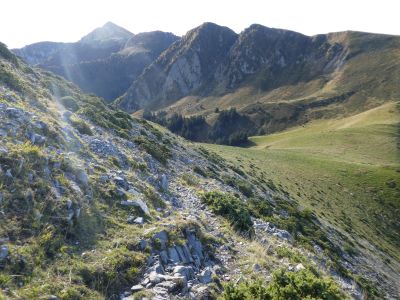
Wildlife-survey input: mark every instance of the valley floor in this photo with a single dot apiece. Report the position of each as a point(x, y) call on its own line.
point(347, 171)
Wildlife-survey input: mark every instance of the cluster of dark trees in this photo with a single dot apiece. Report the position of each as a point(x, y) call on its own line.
point(230, 127)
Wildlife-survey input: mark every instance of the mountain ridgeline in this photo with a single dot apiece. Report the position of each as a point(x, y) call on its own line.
point(276, 78)
point(104, 62)
point(96, 203)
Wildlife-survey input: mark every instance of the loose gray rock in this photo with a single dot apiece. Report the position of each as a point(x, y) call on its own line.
point(139, 220)
point(206, 276)
point(137, 288)
point(4, 252)
point(164, 183)
point(82, 177)
point(138, 203)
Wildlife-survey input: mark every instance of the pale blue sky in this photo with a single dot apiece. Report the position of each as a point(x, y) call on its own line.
point(26, 21)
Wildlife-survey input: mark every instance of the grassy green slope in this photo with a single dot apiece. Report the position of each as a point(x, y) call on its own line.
point(346, 170)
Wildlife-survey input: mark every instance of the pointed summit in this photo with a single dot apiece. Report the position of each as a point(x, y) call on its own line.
point(109, 31)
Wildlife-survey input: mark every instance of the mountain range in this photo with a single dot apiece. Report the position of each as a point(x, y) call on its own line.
point(104, 62)
point(96, 202)
point(277, 78)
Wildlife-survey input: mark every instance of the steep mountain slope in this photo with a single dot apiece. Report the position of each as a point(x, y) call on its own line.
point(346, 170)
point(104, 62)
point(94, 201)
point(186, 67)
point(276, 77)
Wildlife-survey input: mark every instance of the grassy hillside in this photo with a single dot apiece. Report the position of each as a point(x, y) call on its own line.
point(346, 170)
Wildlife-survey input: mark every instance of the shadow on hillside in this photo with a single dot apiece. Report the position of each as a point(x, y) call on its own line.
point(398, 129)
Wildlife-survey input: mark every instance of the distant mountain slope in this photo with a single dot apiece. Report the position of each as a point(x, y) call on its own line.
point(278, 78)
point(107, 206)
point(104, 62)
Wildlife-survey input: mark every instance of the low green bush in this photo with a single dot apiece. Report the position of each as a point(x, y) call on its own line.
point(81, 126)
point(232, 209)
point(303, 284)
point(69, 103)
point(158, 151)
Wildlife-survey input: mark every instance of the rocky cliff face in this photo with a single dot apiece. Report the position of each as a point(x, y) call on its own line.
point(186, 67)
point(211, 60)
point(104, 62)
point(268, 58)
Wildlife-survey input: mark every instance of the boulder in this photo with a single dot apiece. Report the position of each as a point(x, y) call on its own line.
point(4, 252)
point(299, 267)
point(138, 203)
point(164, 183)
point(139, 220)
point(137, 288)
point(142, 244)
point(206, 276)
point(37, 139)
point(14, 113)
point(184, 271)
point(173, 255)
point(8, 173)
point(82, 177)
point(162, 237)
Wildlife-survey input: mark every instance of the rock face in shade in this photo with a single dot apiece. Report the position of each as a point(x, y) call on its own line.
point(212, 59)
point(104, 62)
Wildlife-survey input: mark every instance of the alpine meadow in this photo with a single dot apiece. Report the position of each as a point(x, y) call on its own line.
point(261, 164)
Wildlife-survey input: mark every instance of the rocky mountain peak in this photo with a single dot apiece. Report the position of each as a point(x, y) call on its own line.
point(158, 41)
point(108, 31)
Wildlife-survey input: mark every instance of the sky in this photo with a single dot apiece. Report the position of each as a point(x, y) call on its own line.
point(25, 22)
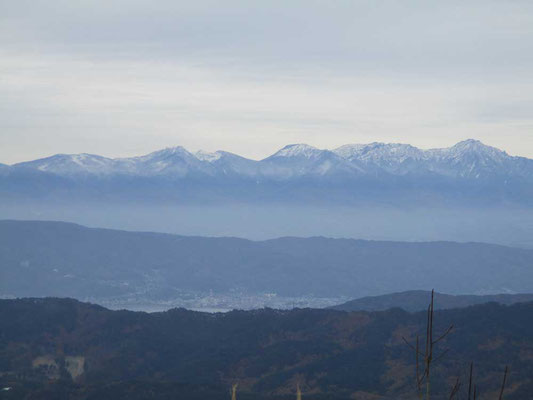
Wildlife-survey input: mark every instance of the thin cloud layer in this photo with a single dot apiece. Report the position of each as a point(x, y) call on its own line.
point(125, 77)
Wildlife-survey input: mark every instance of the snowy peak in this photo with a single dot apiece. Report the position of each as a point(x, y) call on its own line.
point(397, 152)
point(208, 157)
point(467, 159)
point(70, 164)
point(298, 150)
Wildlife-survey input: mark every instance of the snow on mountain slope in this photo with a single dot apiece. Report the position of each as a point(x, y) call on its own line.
point(70, 164)
point(466, 159)
point(298, 160)
point(469, 159)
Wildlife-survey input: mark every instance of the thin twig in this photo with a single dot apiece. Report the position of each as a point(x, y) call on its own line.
point(503, 383)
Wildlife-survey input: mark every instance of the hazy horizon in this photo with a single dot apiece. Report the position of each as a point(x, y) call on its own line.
point(126, 78)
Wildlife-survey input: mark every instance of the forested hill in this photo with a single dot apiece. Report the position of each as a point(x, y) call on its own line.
point(60, 348)
point(68, 260)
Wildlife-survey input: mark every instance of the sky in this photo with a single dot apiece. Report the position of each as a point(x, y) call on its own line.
point(127, 77)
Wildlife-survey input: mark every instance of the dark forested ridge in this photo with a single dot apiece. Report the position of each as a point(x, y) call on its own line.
point(416, 300)
point(68, 260)
point(64, 349)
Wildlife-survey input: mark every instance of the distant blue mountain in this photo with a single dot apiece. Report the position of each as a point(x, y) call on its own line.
point(467, 173)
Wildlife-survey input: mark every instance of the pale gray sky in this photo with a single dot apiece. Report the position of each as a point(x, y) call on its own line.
point(126, 77)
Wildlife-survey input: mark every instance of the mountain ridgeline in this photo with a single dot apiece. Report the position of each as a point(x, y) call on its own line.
point(63, 349)
point(61, 259)
point(416, 300)
point(347, 175)
point(468, 192)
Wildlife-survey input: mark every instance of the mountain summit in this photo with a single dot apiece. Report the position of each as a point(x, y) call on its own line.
point(466, 159)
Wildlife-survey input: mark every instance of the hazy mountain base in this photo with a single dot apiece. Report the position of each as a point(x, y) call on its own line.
point(509, 225)
point(60, 259)
point(177, 354)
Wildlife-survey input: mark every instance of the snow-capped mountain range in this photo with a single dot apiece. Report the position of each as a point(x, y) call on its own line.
point(469, 159)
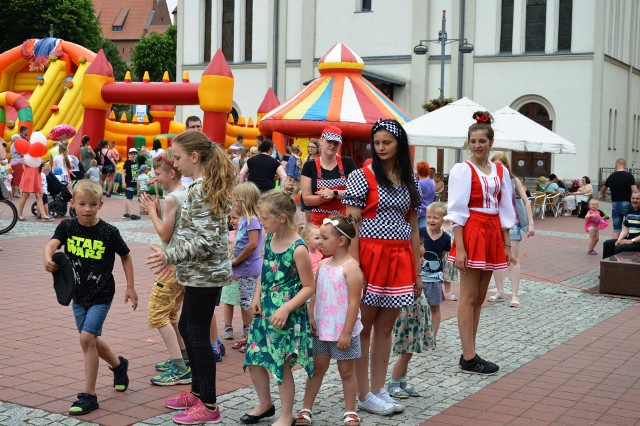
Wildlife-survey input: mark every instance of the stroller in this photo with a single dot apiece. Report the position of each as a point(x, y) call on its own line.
point(59, 196)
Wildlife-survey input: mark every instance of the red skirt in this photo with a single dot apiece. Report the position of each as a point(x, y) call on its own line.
point(483, 242)
point(16, 172)
point(31, 180)
point(390, 270)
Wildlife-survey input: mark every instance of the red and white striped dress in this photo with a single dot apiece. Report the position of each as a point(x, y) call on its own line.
point(482, 204)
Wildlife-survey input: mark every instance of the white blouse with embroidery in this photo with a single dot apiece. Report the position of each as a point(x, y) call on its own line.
point(460, 194)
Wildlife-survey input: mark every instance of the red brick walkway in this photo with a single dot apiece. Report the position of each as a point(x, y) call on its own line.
point(591, 379)
point(41, 362)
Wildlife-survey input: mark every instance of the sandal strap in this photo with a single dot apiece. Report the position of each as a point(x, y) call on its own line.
point(307, 418)
point(351, 416)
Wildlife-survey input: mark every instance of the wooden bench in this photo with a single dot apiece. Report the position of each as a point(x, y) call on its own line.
point(619, 274)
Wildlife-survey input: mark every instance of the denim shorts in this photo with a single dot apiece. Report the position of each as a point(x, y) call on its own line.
point(323, 347)
point(128, 192)
point(619, 211)
point(90, 318)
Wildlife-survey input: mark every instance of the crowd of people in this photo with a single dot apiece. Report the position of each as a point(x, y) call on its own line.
point(338, 262)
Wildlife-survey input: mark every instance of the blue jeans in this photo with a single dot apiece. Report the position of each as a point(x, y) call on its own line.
point(619, 211)
point(90, 318)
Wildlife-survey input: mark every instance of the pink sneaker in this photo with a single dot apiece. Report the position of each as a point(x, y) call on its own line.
point(198, 414)
point(181, 402)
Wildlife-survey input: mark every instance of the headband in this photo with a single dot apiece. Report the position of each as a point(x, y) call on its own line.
point(388, 125)
point(335, 224)
point(483, 118)
point(167, 162)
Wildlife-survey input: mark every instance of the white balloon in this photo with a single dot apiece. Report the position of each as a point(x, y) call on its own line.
point(38, 137)
point(32, 161)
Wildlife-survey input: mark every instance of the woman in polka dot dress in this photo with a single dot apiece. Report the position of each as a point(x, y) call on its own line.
point(384, 198)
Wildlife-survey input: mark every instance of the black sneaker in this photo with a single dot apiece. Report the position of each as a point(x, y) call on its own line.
point(120, 378)
point(85, 403)
point(479, 366)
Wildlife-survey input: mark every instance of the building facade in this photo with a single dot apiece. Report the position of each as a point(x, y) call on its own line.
point(573, 66)
point(126, 22)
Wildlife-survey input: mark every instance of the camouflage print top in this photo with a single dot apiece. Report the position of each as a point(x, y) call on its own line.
point(201, 250)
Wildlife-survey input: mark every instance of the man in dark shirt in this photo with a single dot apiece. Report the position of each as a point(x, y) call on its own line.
point(622, 184)
point(262, 168)
point(629, 238)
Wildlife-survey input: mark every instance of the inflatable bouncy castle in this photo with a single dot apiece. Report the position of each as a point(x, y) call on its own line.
point(49, 82)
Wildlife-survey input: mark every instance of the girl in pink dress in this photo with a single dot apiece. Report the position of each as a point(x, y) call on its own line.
point(481, 210)
point(335, 321)
point(593, 224)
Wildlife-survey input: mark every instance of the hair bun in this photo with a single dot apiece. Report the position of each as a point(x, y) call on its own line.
point(482, 117)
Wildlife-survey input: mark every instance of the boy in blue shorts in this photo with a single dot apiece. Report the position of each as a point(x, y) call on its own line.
point(91, 245)
point(436, 243)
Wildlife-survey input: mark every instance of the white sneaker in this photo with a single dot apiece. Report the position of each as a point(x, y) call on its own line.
point(375, 405)
point(384, 395)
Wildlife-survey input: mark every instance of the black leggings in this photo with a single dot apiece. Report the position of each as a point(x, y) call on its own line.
point(195, 322)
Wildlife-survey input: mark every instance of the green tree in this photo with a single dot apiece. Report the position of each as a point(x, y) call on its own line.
point(156, 53)
point(72, 20)
point(120, 67)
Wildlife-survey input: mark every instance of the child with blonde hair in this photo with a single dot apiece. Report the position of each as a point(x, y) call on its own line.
point(594, 222)
point(414, 331)
point(280, 334)
point(311, 236)
point(167, 294)
point(335, 318)
point(95, 286)
point(246, 260)
point(203, 265)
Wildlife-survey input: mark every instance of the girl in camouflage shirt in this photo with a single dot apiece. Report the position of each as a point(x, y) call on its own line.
point(203, 265)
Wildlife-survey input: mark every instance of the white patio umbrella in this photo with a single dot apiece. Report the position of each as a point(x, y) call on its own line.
point(535, 137)
point(447, 127)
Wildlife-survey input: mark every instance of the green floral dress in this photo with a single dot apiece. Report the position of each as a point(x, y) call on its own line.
point(413, 331)
point(270, 347)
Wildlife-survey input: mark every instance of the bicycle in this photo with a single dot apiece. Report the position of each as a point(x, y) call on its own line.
point(8, 212)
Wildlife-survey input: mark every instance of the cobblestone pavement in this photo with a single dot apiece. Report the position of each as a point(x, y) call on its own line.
point(550, 314)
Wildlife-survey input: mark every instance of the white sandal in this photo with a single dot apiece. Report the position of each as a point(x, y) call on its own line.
point(350, 417)
point(304, 419)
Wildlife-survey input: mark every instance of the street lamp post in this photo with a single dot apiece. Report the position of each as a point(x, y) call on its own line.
point(443, 40)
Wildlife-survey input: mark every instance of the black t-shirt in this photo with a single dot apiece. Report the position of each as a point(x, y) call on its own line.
point(92, 252)
point(620, 183)
point(130, 174)
point(309, 170)
point(433, 249)
point(262, 170)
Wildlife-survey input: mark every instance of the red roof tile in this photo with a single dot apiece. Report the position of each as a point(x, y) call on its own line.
point(136, 18)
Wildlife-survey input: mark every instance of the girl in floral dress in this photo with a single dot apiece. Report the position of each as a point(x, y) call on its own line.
point(280, 335)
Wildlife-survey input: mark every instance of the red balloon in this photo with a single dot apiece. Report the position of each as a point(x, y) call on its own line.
point(37, 150)
point(22, 145)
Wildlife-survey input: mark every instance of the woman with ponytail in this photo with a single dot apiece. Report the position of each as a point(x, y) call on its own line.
point(481, 210)
point(384, 198)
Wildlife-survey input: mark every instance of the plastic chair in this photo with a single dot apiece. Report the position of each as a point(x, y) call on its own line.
point(554, 203)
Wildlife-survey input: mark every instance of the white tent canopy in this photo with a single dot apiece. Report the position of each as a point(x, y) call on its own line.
point(447, 127)
point(536, 138)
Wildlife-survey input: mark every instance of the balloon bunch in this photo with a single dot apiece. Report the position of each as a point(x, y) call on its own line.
point(33, 149)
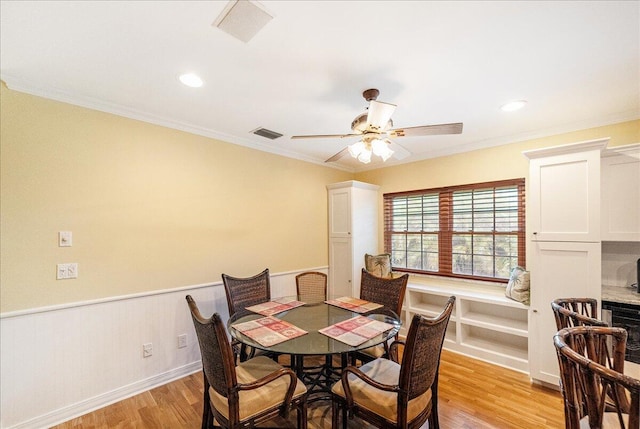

┄┄┄┄┄┄┄┄┄┄┄┄┄┄┄┄┄┄┄┄

▸ PROBLEM
Copy everything from "Wildlife-survey input: mark every instance of the black leggings" down to "point(120, 67)", putting "oak tree" in place of "green tree" and changing nothing else.

▸ RESPONSE
Wildlife-survey input: mark every instance of the black leggings in this photo with a single dot apiece. Report the position of each as a point(x, y) call on its own line.
point(195, 322)
Wildlife-survey input: mark every instance of the oak tree in this photo with a single dot apiece. Report the position of each as a point(x, y) call on its own line.
point(156, 53)
point(72, 20)
point(120, 67)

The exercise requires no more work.